DATA:
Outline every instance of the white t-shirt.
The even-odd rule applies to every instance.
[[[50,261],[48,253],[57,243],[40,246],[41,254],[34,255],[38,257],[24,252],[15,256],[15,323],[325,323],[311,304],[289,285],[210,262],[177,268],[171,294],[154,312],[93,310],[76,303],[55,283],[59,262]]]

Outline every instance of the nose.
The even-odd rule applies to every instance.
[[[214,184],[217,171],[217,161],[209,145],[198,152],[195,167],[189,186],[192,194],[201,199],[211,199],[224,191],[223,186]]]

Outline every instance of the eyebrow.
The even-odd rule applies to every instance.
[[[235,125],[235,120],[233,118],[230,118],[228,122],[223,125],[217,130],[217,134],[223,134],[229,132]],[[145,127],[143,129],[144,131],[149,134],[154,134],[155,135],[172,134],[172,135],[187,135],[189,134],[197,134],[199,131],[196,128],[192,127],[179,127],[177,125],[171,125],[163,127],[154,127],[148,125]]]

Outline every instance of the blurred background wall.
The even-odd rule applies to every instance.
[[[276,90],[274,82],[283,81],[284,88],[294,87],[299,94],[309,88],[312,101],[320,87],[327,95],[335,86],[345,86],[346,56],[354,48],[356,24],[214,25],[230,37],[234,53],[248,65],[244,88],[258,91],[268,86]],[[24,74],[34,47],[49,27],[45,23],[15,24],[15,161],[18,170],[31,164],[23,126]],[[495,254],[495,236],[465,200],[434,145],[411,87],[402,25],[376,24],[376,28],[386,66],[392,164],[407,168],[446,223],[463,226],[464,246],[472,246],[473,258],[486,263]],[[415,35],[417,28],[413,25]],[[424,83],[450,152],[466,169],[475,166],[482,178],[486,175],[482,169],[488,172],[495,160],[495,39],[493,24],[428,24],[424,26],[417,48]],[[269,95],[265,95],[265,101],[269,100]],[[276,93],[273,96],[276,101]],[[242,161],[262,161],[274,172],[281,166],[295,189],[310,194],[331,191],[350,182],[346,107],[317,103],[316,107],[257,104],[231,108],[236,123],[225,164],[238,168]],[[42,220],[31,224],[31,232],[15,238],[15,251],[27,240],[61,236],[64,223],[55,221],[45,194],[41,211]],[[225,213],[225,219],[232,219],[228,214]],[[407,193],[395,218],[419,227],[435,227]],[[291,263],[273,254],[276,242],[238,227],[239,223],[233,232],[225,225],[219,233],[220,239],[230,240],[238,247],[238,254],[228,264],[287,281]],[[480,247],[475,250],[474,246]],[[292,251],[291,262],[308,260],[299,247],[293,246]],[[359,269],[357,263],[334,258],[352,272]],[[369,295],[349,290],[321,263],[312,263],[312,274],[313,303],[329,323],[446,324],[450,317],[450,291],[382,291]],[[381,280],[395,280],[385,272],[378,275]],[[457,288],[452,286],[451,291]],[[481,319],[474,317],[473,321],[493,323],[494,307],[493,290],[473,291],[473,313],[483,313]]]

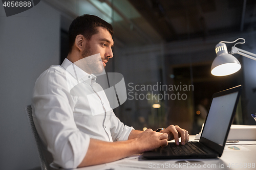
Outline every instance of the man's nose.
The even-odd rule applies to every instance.
[[[113,54],[112,49],[110,48],[109,50],[106,53],[106,56],[109,58],[112,58],[114,57]]]

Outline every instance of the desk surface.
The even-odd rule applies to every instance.
[[[194,140],[195,137],[190,136],[190,140]],[[236,144],[251,143],[256,144],[256,141],[240,141]],[[145,160],[140,155],[135,155],[113,162],[75,169],[255,169],[256,145],[238,145],[236,144],[226,145],[221,157],[215,159],[157,160]],[[233,146],[237,148],[231,148]]]

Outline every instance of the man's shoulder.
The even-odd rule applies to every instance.
[[[44,71],[39,77],[38,79],[42,77],[48,77],[53,75],[60,76],[66,74],[66,70],[59,65],[51,65],[46,70]]]
[[[37,83],[46,82],[58,82],[61,80],[66,79],[66,69],[59,65],[51,65],[46,70],[44,71],[37,78],[36,82]]]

TASK DETAILS: Give the records as a JSON list of strings, one string per line and no blank lines, starting at the line that contains "Outline every instance of the man's shoulder." and ending at the end of the records, both ends included.

ANSWER FOR THE TASK:
[
  "Outline every instance of the man's shoulder.",
  "The even-odd rule applies to every instance.",
  "[[[44,71],[39,77],[38,79],[42,77],[48,77],[53,75],[60,76],[66,74],[66,70],[59,65],[51,65],[46,70]]]",
  "[[[37,83],[46,82],[58,82],[61,80],[66,79],[66,69],[59,65],[51,65],[46,70],[44,71],[37,78],[36,82]]]"
]